**Task prompt:** Reproduce all the lines exactly as they stand, apart from the pictures.

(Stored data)
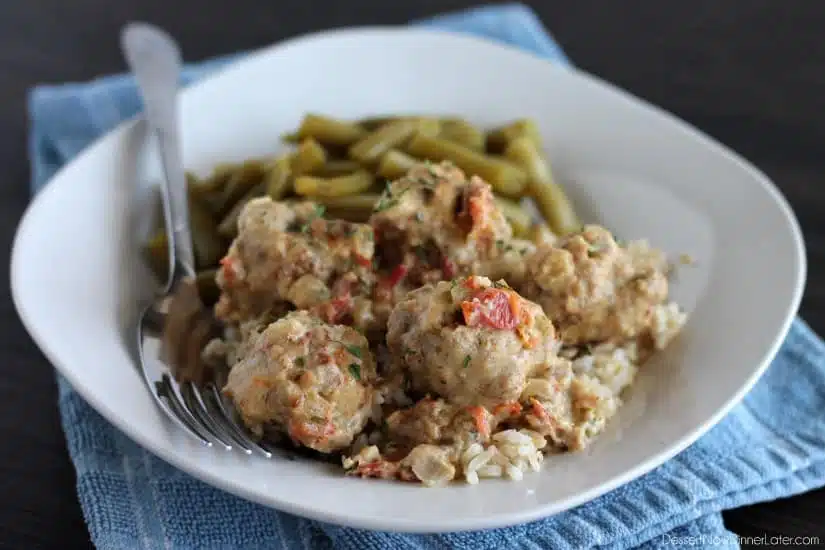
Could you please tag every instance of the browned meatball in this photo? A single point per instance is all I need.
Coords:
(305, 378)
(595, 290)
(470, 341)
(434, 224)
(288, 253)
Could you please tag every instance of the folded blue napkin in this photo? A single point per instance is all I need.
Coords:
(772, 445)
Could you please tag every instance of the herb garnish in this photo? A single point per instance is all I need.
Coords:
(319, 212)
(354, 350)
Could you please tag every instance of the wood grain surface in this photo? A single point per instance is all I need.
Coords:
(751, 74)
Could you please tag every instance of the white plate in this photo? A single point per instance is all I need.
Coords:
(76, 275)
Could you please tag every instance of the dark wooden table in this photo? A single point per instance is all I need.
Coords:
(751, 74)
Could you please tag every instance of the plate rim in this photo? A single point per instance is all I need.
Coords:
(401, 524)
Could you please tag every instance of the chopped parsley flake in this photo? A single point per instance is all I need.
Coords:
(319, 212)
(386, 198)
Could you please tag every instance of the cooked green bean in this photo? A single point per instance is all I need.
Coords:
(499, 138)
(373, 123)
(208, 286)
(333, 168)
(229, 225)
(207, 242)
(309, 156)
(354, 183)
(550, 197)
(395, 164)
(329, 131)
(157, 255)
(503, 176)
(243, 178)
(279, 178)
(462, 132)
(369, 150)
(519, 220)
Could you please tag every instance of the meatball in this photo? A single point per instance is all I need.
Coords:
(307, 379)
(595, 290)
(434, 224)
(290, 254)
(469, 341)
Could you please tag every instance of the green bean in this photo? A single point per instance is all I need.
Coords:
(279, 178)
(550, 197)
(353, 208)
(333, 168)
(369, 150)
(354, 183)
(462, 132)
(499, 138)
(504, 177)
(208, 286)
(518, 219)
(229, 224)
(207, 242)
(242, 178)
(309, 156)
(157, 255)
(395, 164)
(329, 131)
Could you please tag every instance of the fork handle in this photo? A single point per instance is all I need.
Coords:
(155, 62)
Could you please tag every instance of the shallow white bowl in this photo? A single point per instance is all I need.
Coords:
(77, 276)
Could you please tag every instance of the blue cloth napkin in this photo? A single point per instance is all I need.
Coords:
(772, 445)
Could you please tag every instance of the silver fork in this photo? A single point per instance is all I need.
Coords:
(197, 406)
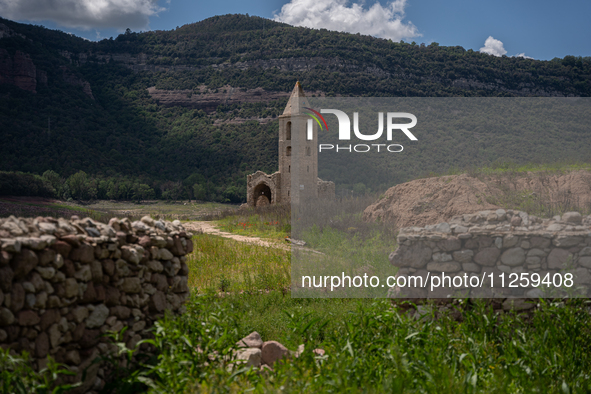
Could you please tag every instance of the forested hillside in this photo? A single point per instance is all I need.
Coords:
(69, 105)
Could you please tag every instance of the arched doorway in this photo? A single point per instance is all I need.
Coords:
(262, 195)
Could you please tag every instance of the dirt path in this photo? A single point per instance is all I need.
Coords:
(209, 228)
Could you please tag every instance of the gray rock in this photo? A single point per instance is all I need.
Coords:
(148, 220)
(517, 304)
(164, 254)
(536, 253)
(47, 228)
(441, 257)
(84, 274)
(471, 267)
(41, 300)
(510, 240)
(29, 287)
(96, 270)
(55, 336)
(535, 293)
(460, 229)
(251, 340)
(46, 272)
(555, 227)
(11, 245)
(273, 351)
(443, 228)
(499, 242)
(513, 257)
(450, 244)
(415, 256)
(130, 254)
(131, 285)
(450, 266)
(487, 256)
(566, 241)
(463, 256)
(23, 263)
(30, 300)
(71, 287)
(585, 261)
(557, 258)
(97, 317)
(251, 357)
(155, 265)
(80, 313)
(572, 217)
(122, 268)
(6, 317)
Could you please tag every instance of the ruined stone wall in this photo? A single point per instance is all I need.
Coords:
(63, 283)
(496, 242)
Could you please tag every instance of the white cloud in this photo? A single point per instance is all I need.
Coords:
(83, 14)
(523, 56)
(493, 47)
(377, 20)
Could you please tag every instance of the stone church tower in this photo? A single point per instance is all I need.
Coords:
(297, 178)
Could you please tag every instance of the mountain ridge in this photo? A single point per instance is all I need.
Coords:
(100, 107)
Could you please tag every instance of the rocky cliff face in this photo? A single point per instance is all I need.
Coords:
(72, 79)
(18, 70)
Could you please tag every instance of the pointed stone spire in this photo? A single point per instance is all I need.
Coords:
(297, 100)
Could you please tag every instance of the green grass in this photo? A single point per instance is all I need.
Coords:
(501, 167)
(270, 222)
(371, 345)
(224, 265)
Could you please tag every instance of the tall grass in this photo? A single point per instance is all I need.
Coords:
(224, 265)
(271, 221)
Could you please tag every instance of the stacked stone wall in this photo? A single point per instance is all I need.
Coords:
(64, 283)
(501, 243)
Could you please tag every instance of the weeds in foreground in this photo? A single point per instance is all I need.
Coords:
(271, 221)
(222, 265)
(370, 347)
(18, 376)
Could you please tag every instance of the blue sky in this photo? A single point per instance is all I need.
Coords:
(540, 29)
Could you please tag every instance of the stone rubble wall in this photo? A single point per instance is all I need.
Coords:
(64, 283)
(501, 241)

**Task response:**
Could you please tag every instance of the browned meatball in this photo? A single point per instance is all I need.
Coords:
(305, 378)
(595, 290)
(470, 341)
(434, 224)
(288, 253)
Could you please tag every instance of the folded blue napkin in this photo? A single point per instance is all I need.
Coords:
(772, 445)
Could you please tag every instance of the herb garnish in this photo? A single point per instance is all I need.
Coords:
(319, 212)
(354, 350)
Could you please tag every instance of the wood grain surface in this photo? A single point per instance is all I need.
Coords:
(751, 74)
Could you please tag every instance of the white plate in this photo? A single point per instance is all I need.
Coords:
(76, 275)
Could you please tag every instance of the dark wooden table in this photo? A single point per instance is all I need.
Coords:
(751, 74)
Could you please tag every instance of the plate rim in this photo? A single point per instance is all I need.
Coords:
(401, 524)
Could you please tag every instance of the chopped parsley flake in this photo? A single point per instance is all I need.
Coords:
(319, 212)
(386, 198)
Could you please tag every instance of the cooked green bean in this photo? A single point per instance is all I need.
Coords:
(499, 138)
(373, 123)
(208, 286)
(333, 168)
(229, 225)
(207, 242)
(309, 156)
(354, 183)
(550, 197)
(395, 164)
(329, 131)
(157, 255)
(503, 176)
(243, 178)
(279, 178)
(462, 132)
(369, 150)
(519, 220)
Could you please tag every instance of the meatball in this photo? A single point per instance is all I need.
Coords:
(307, 379)
(595, 290)
(434, 224)
(290, 254)
(469, 341)
Could you please tag every instance of the green bean in this photo? A single point per instance is all I need.
Coords:
(279, 178)
(550, 197)
(353, 208)
(333, 168)
(369, 150)
(354, 183)
(462, 132)
(499, 138)
(504, 177)
(208, 286)
(518, 219)
(229, 224)
(207, 242)
(242, 178)
(309, 156)
(157, 255)
(395, 164)
(329, 131)
Could you please tag every instance of the fork handle in this photo? A single point per instance is all I need.
Coords:
(155, 62)
Could you please tag every instance of the shallow white bowl in this photo? A single point per instance is all I need.
Coords:
(77, 276)
Could you please tag every instance of the blue cloth napkin in this photo? A single point per instance is all I need.
Coords:
(772, 445)
Could you please tag every instance of the silver fork in this photo? A single point per instance is all I need.
Coords:
(197, 406)
Could you please tag every instance of the forested hillside in this photo? A single point per instance is all I need.
Coords:
(69, 105)
Could you please tag every instance of the arched doorway in this photo? A single point per instance is all I need.
Coords:
(262, 195)
Could you please tag every instance of the dirt path in this photo? A single point per instance is all I need.
Coords:
(209, 228)
Could you please tag every instance of the gray rock in this photo? A single point per instance is all I need.
Coords:
(148, 220)
(517, 304)
(164, 254)
(536, 253)
(47, 228)
(441, 257)
(84, 274)
(471, 267)
(41, 300)
(510, 240)
(29, 287)
(96, 270)
(55, 336)
(535, 293)
(460, 229)
(251, 340)
(46, 272)
(555, 227)
(11, 245)
(273, 351)
(443, 228)
(499, 242)
(513, 257)
(450, 244)
(415, 256)
(130, 254)
(131, 285)
(450, 266)
(487, 256)
(566, 241)
(463, 256)
(23, 263)
(30, 300)
(71, 287)
(585, 261)
(557, 258)
(97, 317)
(251, 357)
(155, 265)
(80, 313)
(572, 217)
(122, 268)
(6, 317)
Could you please tag every instance of the ruined stone wall in this photo? A single point per instance is all I need.
Coords:
(63, 283)
(496, 242)
Could you please tag every instance of the white cloud in this photo? A single point per instance is all I need.
Coords:
(83, 14)
(523, 56)
(493, 47)
(377, 20)
Could you please tag every instance of the stone church tower in this photo? A single point per instance is all I need.
Coords:
(297, 178)
Could you please tag every instance of the mountain ridge in this photo? A single point per instance is all I need.
Coords:
(100, 107)
Could you please tag every instance of the rocky cliff face in this photo? A single point per instance is all I need.
Coords:
(72, 79)
(18, 70)
Could you please tag every instance of the pointed stone spire in this photo? A single point per instance is all I need.
Coords:
(297, 100)
Could you please tag every instance of the green grass in this photo? A single point per instance is all I need.
Coords:
(501, 167)
(270, 222)
(371, 345)
(224, 265)
Could you please tag every instance of the tall grass in this photo? A single point per instance is all I need.
Coords:
(224, 265)
(271, 221)
Could you please tag every instance of the stacked stone wall in this photo? A single point per instance is all I need.
Coords:
(64, 283)
(501, 243)
Could you please tag every instance of the weeds in foreground in this photo? A single point per instance is all I need.
Coords:
(271, 221)
(222, 265)
(370, 347)
(18, 376)
Could you please tag every instance of the blue sky in this photo? A single point per instance is all I need.
Coords:
(540, 29)
Could you please tag every instance of the stone rubble wall in this photo? A single point per instance is all I need.
Coords:
(64, 283)
(501, 241)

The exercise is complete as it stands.